Tekst źródłowy:
++++++++

Dla nich obu wartością nadrzędną było własne państwo. W przypadku obu z nich nie ograniczało się to tylko do deklaracji, ale realizowało się też w konkretnych działaniach – powiedział prof. Włodzimierz Suleja podczas debaty dotyczącej dwóch wielkich postaci II RP – Stanisława Wojciechowskiego i Ignacego Daszyńskiego.
Podczas spotkania w Muzeum Historii Polski historycy próbowali odpowiedzieć na pytanie, co łączyło, a co dzieliło obu polityków. W dyskusji, w której udział wzięli autorzy wydanych wspomnień Daszyńskiego i Wojciechowskiego oraz prof. Włodzimierz Suleja, autor biografii J. Piłsudskiego, badacze zastanawiali się, dlaczego obie postaci, niegdyś znaczące i znajdujące się w bliskim otoczeniu Józefa Piłsudskiego, po latach odeszły w zapomnienie.
Zdaniem dr. Kamila Piskały z Uniwersytetu Łódzkiego wizerunki obu tych postaci były budowane przez siły polityczne, które za nimi stały. W jego odczuciu jednak to Wojciechowski jest dziś najbardziej zapomniany, gdyż świadomy swojej klęski po 1926 r. nie próbował już wrócić do życia politycznego. Nie było też nikogo, kto kultywowałby później pamięć o tej postaci. W przypadku Daszyńskiego jeszcze przez pewien czas po jego odejściu kultywowano pamięć o nim, jak przypomniał historyk.
„Wydawało się, że Daszyński może nawet zaistnieć na poziomie takiej instytucjonalnej polityki pamięci po roku 45. Natomiast te trzy lata funkcjonowania odrodzonej Polskiej Partii Socjalistycznej to czas pracy nad przekazaniem dawnych idei” – zauważył Piskała. Z jego stwierdzeniem zgodził się prof. Suleja, według którego: „do statusu gwiazdy mógł bardziej estymować Daszyński niż Wojciechowski”, choć dodał, że gdyby dziś przeprowadzić sondę, kim były obie postaci, wyniki z pewnością nie napawałyby optymizmem.

++++++++

Polecenie 1: Wypisz wszystkie osoby, które w tekście o debacie na temat Wojciechowskiego i Daszyńskiego pojawiają się z imieniem lub inicjałem imienia oraz nazwiskiem.
Polecenie 2: Proszę dopisać dalszy ciąg tekstu o debacie na temat Wojciechowskiego i Daszyńskiego, zaczynając tuż po jego ostatnim zdaniu.
Dane stanowią materiał odrębny od tekstu o debacie na temat Wojciechowskiego i Daszyńskiego.

[Wpisy zbioru danych]
++++++++

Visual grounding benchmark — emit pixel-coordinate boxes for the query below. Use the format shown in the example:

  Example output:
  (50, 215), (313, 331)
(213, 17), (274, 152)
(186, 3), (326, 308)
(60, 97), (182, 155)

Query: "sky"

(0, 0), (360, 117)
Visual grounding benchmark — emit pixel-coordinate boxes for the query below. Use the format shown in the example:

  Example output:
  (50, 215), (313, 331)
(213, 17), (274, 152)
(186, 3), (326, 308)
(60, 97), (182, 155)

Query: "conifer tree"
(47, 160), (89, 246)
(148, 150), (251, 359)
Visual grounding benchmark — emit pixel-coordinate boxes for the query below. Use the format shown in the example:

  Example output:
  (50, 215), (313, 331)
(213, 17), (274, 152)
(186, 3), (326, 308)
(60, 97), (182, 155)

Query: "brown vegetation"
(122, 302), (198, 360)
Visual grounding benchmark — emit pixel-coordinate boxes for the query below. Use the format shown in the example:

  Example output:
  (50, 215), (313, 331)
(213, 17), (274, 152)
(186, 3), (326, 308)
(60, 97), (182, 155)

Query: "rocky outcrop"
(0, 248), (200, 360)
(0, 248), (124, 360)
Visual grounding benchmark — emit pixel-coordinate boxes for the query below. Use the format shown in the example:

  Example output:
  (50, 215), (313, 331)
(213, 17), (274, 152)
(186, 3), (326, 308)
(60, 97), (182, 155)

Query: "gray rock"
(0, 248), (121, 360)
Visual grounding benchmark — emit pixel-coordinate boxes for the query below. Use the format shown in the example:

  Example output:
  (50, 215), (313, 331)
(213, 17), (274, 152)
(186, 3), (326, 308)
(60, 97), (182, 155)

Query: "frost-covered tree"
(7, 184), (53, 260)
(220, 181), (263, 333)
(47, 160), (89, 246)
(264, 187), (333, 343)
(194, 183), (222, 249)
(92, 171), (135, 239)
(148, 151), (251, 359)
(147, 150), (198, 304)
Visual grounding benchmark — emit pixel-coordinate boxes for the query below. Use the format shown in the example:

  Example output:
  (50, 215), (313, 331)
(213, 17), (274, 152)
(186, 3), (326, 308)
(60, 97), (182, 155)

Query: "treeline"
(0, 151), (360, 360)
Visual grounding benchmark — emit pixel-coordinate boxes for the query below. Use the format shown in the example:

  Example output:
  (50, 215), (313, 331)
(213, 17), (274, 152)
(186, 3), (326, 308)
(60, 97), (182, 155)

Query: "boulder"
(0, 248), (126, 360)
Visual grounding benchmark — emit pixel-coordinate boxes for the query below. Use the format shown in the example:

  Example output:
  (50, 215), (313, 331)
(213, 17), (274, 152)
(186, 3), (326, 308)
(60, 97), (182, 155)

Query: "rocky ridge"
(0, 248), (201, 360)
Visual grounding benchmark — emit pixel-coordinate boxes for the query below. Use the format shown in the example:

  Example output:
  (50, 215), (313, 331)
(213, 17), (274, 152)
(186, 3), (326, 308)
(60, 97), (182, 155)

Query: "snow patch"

++++++++

Odpowiedź 1: Włodzimierz Suleja, Stanisław Wojciechowski, Ignacy Daszyński, Józef Piłsudski, Kamil Piskała

Odpowiedź 2:
Do kwestii pamięci o Stanisławie Wojciechowskim odniósł się również dr Jerzy Łazor: „Trudno jest budować pamięć o kimś, kto przegrał, w chwili jego porażki, jeżeli porażka ta nie jest aż tak chwalebna, jakbyśmy sobie wyobrażali. Zresztą powinniśmy przestać opierać nasze budowanie postaci historycznych na porażkach. Jeżeliby na czymś budować pamięć o Wojciechowskim, to trzeba by ją budować na jego pracy twórczej, czyli raczej na okresie, w którym był ministrem, albo na okresie spółdzielczości” – ocenił.
Na pytanie, czy podczas opracowywania wspomnień polityków u historyków zmieniła się recepcja tych postaci, dr Piskała w swoim przypadku wskazał na odkrycie talentu pisarskiego Ignacego Daszyńskiego, o którym zwykle mówi się jako o wybitnym mówcy. Zdaniem historyka również podczas pisania pamiętników polityk korzystał ze swego talentu retorycznego, którym uwodził słuchaczy. W jego ocenie powstaniu pamiętników „przyświecał cel polityczny”, gdyż gdyby miały być zwykłym rozrachunkiem Daszyńskiego z własnym życiem, powstałyby zapewne dopiero u jego kresu.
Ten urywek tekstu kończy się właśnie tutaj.